Please copy out all of the material below line by line, with every character left unchanged.

*Task material:*
_ _ _ _
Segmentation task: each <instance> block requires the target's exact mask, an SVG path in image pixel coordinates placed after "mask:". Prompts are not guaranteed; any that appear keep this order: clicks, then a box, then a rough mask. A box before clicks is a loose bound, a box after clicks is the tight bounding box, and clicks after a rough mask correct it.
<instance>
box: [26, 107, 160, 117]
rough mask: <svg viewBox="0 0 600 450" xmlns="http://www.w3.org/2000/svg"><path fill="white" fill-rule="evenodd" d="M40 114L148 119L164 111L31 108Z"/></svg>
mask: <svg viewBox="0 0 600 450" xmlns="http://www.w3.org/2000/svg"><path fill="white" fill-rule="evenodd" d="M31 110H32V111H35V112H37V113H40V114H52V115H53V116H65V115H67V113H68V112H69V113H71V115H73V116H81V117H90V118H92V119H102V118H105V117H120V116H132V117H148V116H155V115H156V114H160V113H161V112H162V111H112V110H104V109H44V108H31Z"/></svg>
_ _ _ _
*Written solution:*
Segmentation task: each <instance> block requires the target's exact mask, an SVG path in image pixel coordinates placed after "mask:". Prompts are not guaranteed; any that appear keep this order: clicks, then a box, then a rough mask. A box before clicks is a loose bound, a box after clicks is the tight bounding box, and clicks after a rough mask correct it.
<instance>
box: [26, 107, 160, 117]
rough mask: <svg viewBox="0 0 600 450" xmlns="http://www.w3.org/2000/svg"><path fill="white" fill-rule="evenodd" d="M40 114L148 119L164 111L31 108Z"/></svg>
mask: <svg viewBox="0 0 600 450" xmlns="http://www.w3.org/2000/svg"><path fill="white" fill-rule="evenodd" d="M31 110H32V111H35V112H37V113H40V114H52V115H53V116H65V115H67V113H68V112H69V113H71V115H73V116H81V117H90V118H92V119H102V118H105V117H120V116H132V117H148V116H155V115H156V114H160V113H161V112H162V111H112V110H104V109H44V108H31Z"/></svg>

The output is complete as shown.